> [Text provided]:
^^^^^^^^^^^^^^^^
Aaron Kunkel, Lance Bass talk The Boy Band Con

During the 2019 SXSW Film Festival, director Aaron Kunkel and fomer N’SYNC singer Lance Bass spoke to Solzy at the Movies about The Boy Band Con: The Lou Pearlman Story.

How honored are you to premiere The Boy Band Con at SXSW?

Lance Bass:  So honored.  I’ve always been obsessed with this festival.  I’ve never been able to come to it because I told myself I will never go to SXSW until I have a film there.  So I am super excited to be here because it’s the perfect mixture of film and music and that is my life.

Aaron Kunkel:  And on top of that, it’s one of the best film festivals in the world.  So it’s a huge honor just to even be invited to be here.

Lance Bass:  It gives you a cool factor.

Aaron Kunkel:  And Austin is awesome.

What led you to decide to tell Lou’s story?

Lance Bass:  Well is a story I knew I always wanted to tell because as a young entertainer.  I started at 16.  I wanted to give a good cautionary tale to any younger performer and their families on what to look out for when you start in this business.  There’s so many layers to this story.  I just thought it was intriguing especially all the stuff I didn’t know from his childhood to the Ponzi scheme.  I didn’t know all the true details of that so uncovering all of that and listening to the victims stories was just really, really intriguing.
^^^^^^^^^^^^^^^^
> [Data block]:
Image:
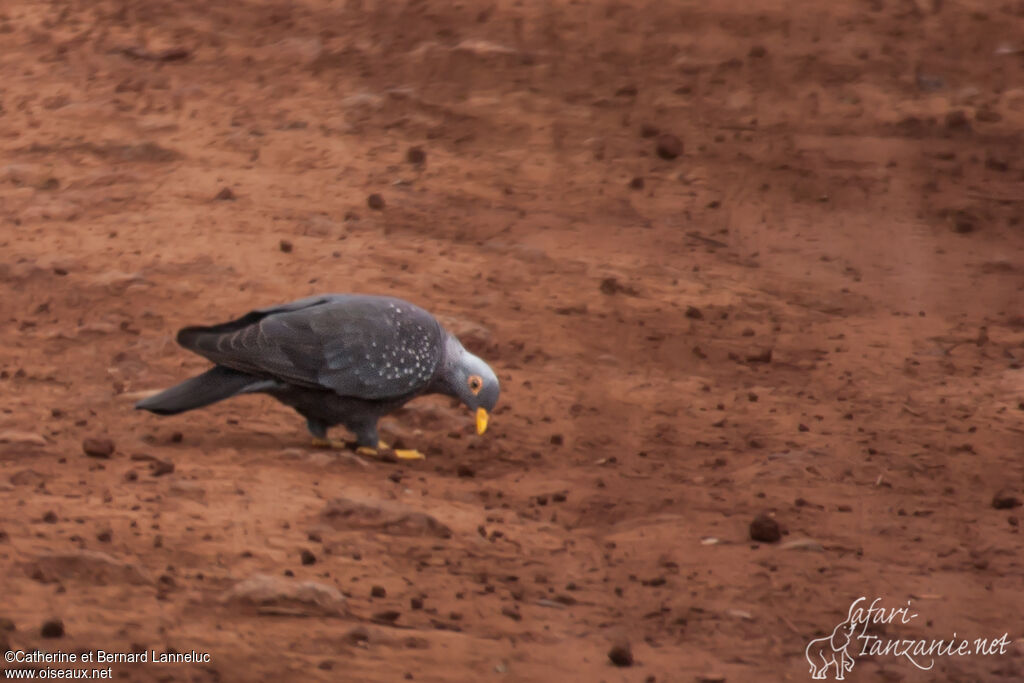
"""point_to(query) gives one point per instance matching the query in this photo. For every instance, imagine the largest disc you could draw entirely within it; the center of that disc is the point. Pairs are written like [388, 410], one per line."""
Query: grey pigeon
[337, 359]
^^^^^^^^^^^^^^^^
> [Task description]: What is the passage of the interview about The Boy Band Con, starting at "Lance Bass:  So" and ending at "to be here.", given again word for word?

> [Result for this exercise]:
Lance Bass:  So honored.  I’ve always been obsessed with this festival.  I’ve never been able to come to it because I told myself I will never go to SXSW until I have a film there.  So I am super excited to be here because it’s the perfect mixture of film and music and that is my life.

Aaron Kunkel:  And on top of that, it’s one of the best film festivals in the world.  So it’s a huge honor just to even be invited to be here.